--- Start of Raw data ---

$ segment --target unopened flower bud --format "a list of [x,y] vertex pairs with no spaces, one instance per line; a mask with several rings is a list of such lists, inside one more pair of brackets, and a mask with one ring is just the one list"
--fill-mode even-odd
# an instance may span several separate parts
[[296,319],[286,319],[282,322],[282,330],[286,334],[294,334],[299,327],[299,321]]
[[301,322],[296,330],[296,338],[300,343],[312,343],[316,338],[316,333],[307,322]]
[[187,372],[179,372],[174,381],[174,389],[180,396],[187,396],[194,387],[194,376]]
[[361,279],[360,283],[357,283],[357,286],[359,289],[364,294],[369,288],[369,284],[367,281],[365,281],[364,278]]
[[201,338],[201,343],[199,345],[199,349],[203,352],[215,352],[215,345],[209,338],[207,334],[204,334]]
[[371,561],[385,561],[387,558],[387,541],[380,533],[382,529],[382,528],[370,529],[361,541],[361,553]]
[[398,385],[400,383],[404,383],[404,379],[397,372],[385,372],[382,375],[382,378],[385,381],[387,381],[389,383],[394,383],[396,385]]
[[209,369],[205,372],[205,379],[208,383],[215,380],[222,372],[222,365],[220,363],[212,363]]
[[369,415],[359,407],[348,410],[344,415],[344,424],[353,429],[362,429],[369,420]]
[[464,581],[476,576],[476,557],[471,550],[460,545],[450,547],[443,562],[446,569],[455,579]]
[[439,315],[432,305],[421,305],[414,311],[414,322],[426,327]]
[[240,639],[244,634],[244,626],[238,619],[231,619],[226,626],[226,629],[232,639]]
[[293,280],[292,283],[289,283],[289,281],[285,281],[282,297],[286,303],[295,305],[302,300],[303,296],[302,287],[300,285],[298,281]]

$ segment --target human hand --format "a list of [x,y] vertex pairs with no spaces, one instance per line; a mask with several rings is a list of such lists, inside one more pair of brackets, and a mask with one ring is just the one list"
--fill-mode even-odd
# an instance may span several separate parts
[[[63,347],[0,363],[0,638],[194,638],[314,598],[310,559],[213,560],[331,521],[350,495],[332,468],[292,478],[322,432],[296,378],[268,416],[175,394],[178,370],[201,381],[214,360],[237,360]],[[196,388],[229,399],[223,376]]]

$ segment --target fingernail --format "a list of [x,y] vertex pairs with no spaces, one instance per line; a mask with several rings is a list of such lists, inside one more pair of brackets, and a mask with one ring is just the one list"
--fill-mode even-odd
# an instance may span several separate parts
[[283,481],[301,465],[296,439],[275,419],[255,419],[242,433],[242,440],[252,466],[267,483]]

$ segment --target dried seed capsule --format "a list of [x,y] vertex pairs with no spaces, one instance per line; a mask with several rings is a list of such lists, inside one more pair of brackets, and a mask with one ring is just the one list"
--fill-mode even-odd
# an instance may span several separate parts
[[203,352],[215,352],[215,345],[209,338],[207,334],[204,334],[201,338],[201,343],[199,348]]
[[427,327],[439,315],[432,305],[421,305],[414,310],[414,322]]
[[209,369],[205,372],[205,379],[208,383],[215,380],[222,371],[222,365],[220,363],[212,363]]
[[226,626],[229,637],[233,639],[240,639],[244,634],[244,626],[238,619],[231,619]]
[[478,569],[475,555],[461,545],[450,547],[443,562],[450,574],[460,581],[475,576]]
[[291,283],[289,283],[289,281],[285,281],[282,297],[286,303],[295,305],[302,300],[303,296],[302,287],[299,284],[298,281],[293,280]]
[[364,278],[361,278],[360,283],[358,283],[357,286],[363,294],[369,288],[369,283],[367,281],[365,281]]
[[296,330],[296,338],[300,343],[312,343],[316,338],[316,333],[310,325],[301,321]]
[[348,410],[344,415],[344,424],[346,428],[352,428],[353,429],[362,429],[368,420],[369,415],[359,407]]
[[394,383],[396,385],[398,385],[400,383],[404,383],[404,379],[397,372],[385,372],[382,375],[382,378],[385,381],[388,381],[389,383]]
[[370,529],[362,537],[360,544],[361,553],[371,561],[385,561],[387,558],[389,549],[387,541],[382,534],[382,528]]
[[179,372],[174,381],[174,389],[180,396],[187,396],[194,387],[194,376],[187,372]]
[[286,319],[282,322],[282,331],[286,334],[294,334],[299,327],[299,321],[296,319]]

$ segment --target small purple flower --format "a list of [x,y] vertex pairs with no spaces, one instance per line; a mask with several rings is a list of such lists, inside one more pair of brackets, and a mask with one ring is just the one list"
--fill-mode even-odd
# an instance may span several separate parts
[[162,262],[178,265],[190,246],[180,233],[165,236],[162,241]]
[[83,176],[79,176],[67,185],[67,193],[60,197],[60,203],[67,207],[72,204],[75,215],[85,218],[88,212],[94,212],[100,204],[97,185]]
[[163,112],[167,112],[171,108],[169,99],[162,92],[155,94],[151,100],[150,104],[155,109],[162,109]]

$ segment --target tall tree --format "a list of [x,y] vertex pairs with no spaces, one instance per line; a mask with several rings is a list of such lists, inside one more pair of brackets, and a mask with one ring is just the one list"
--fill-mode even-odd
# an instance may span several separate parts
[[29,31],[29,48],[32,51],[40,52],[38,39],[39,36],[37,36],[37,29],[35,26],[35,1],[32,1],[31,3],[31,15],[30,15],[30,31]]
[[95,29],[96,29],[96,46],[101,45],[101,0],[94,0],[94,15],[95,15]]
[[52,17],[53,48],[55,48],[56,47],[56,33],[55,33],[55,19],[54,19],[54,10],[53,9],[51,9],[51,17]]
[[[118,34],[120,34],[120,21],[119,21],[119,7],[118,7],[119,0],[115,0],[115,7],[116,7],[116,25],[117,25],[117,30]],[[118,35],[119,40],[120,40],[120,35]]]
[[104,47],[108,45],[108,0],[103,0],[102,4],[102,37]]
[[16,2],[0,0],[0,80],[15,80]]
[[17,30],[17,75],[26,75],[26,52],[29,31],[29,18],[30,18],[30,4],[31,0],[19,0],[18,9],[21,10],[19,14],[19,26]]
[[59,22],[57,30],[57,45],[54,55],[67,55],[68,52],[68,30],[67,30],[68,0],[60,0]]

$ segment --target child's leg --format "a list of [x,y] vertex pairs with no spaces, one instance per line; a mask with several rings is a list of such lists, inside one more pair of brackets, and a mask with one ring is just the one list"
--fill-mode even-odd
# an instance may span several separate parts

--- End of Raw data ---

- What the task asks: Render every nonblank line of the entries above as a Markdown table with two columns, Row and Line. Number the rows consecutively and put each line's text in the Line column.

- Expected answer:
| Row | Line |
|---|---|
| 1 | $ segment --target unopened flower bud --format "a list of [x,y] vertex pairs with no spaces, one instance per line; a mask with several rings is a list of such lists, inside one more pair of brackets, and a mask with one ring is just the one list" |
| 2 | --fill-mode even-odd |
| 3 | # an instance may span several separate parts |
| 4 | [[296,319],[286,319],[282,322],[282,330],[286,334],[294,334],[299,327],[299,321]] |
| 5 | [[301,322],[296,330],[296,338],[300,343],[312,343],[316,338],[316,333],[307,322]] |
| 6 | [[187,372],[179,372],[174,381],[174,389],[180,396],[187,396],[194,387],[194,376]] |
| 7 | [[361,279],[360,283],[357,283],[357,286],[359,289],[364,294],[369,288],[369,284],[367,281],[365,281],[364,278]] |
| 8 | [[201,338],[201,343],[199,345],[199,349],[203,352],[215,352],[215,345],[209,338],[207,334],[204,334]] |
| 9 | [[371,561],[385,561],[387,558],[387,541],[380,533],[382,529],[382,528],[370,529],[361,541],[361,553]] |
| 10 | [[398,385],[400,383],[404,383],[404,379],[397,372],[385,372],[382,375],[382,378],[385,381],[387,381],[389,383],[394,383],[396,385]] |
| 11 | [[209,369],[205,372],[205,379],[208,383],[215,380],[222,372],[222,365],[220,363],[212,363]] |
| 12 | [[369,415],[359,407],[348,410],[344,415],[344,424],[353,429],[362,429],[369,420]] |
| 13 | [[464,581],[476,576],[476,557],[471,550],[460,545],[450,547],[443,562],[446,569],[455,579]] |
| 14 | [[439,315],[432,305],[421,305],[414,311],[414,322],[426,327]] |
| 15 | [[240,639],[244,634],[244,626],[238,619],[231,619],[226,626],[226,629],[232,639]] |
| 16 | [[293,280],[292,283],[289,283],[289,281],[285,281],[282,297],[286,303],[295,305],[302,300],[303,296],[302,287],[300,285],[298,281]] |
| 17 | $ segment --target human hand --format "a list of [x,y] vertex pairs with no spaces, one instance per line; a mask with several rings is a list of such lists, inside one more pair of brackets, and a mask with one ring is just the one list" |
| 18 | --fill-mode even-odd |
| 19 | # an instance may span several separate parts |
| 20 | [[[63,347],[0,363],[0,638],[194,638],[314,598],[310,559],[213,560],[331,521],[350,495],[332,468],[292,478],[322,432],[296,378],[268,416],[175,394],[178,370],[201,381],[214,360],[237,360]],[[196,388],[229,399],[223,376]]] |
| 21 | $ segment --target fingernail --format "a list of [x,y] vertex pairs with no spaces, one instance per line; a mask with several rings is a list of such lists, inside one more pair of brackets, and a mask with one ring is just the one list" |
| 22 | --fill-mode even-odd |
| 23 | # an instance may span several separate parts |
| 24 | [[283,481],[301,465],[296,439],[275,419],[255,419],[242,433],[242,440],[252,466],[267,483]] |
| 25 | $ segment --target dried seed capsule --format "a list of [x,y] vertex pairs with no spaces, one instance per line; a mask with several rings is a list of such lists, inside one more pair of brackets, and a mask with one ring is just the one list" |
| 26 | --fill-mode even-odd |
| 27 | # an instance may span several separate parts |
| 28 | [[203,352],[215,352],[215,345],[209,338],[207,334],[204,334],[201,338],[201,343],[199,348]] |
| 29 | [[427,327],[439,315],[432,305],[421,305],[414,310],[414,322]] |
| 30 | [[209,369],[205,372],[205,379],[208,383],[215,380],[222,371],[222,365],[220,363],[212,363]] |
| 31 | [[226,626],[229,637],[233,639],[240,639],[244,634],[244,626],[238,619],[231,619]] |
| 32 | [[478,569],[475,555],[461,545],[450,547],[443,562],[450,574],[460,581],[475,576]] |
| 33 | [[291,283],[289,283],[289,281],[285,281],[282,297],[286,303],[295,305],[302,300],[303,296],[302,287],[299,284],[298,281],[293,280]] |
| 34 | [[364,278],[361,278],[360,283],[358,283],[357,286],[363,294],[369,288],[369,283],[367,281],[365,281]] |
| 35 | [[296,330],[296,338],[300,343],[312,343],[316,338],[316,333],[310,325],[301,321]] |
| 36 | [[348,410],[344,415],[344,424],[346,428],[352,428],[353,429],[362,429],[368,420],[369,415],[359,407]] |
| 37 | [[394,383],[396,385],[398,385],[400,383],[404,383],[404,379],[397,372],[385,372],[382,375],[382,378],[385,381],[388,381],[389,383]] |
| 38 | [[370,529],[362,537],[360,544],[361,553],[371,561],[385,561],[387,558],[389,549],[387,541],[382,534],[382,528]] |
| 39 | [[179,372],[174,381],[174,389],[180,396],[187,396],[194,387],[194,376],[187,372]] |
| 40 | [[286,319],[282,322],[282,331],[286,334],[294,334],[299,327],[299,321],[296,319]] |
| 41 | $ segment --target small purple flower --format "a list of [x,y] vertex pairs with no spaces, one instance per line; a mask with several rings is a list of such lists, inside one more pair of brackets, and a mask with one ring is just the one list" |
| 42 | --fill-mode even-odd |
| 43 | # an instance may span several separate parts |
| 44 | [[162,262],[178,265],[190,246],[180,233],[165,236],[162,241]] |
| 45 | [[83,176],[79,176],[67,185],[67,193],[60,197],[60,203],[67,207],[72,204],[75,215],[85,218],[88,212],[94,212],[100,204],[97,185]] |
| 46 | [[163,112],[167,112],[171,108],[169,99],[162,92],[155,94],[151,100],[150,104],[155,109],[162,109]] |
| 47 | $ segment --target tall tree --format "a list of [x,y] vertex pairs with no spaces, one instance per line; a mask with several rings is a list of such lists, inside one more pair of brackets, and a mask with one ring is just the one list" |
| 48 | --fill-mode even-odd |
| 49 | # an instance may span several separate parts |
| 50 | [[29,31],[29,48],[32,51],[40,52],[38,39],[39,36],[37,36],[37,29],[35,26],[35,1],[32,1],[31,3],[31,15],[30,15],[30,31]] |
| 51 | [[95,29],[96,29],[96,46],[101,45],[101,0],[94,0],[94,15],[95,15]] |
| 52 | [[52,17],[53,48],[55,48],[56,47],[56,33],[55,33],[55,19],[54,19],[54,10],[53,9],[51,9],[51,17]] |
| 53 | [[[118,34],[120,34],[120,21],[119,21],[119,7],[118,7],[119,0],[115,0],[115,7],[116,7],[116,25],[117,25],[117,30]],[[118,35],[119,40],[120,40],[120,35]]] |
| 54 | [[104,47],[108,45],[108,0],[103,0],[102,4],[102,37]] |
| 55 | [[16,2],[0,0],[0,80],[15,80]] |
| 56 | [[17,30],[17,75],[26,75],[26,52],[29,31],[29,18],[30,18],[30,4],[31,0],[19,0],[18,9],[21,10],[19,14],[19,26]] |
| 57 | [[59,22],[57,30],[57,45],[54,55],[67,55],[68,52],[68,30],[67,30],[68,0],[60,0]] |
| 58 | $ segment --target child's leg --format "a list of [x,y] vertex pairs with no spaces, one instance per line; a mask with several rings is a list of such lists, inside one more pair of brackets, and a mask with one ring is just the one list" |
| 59 | --fill-mode even-odd |
| 60 | # an instance may span several separate parts |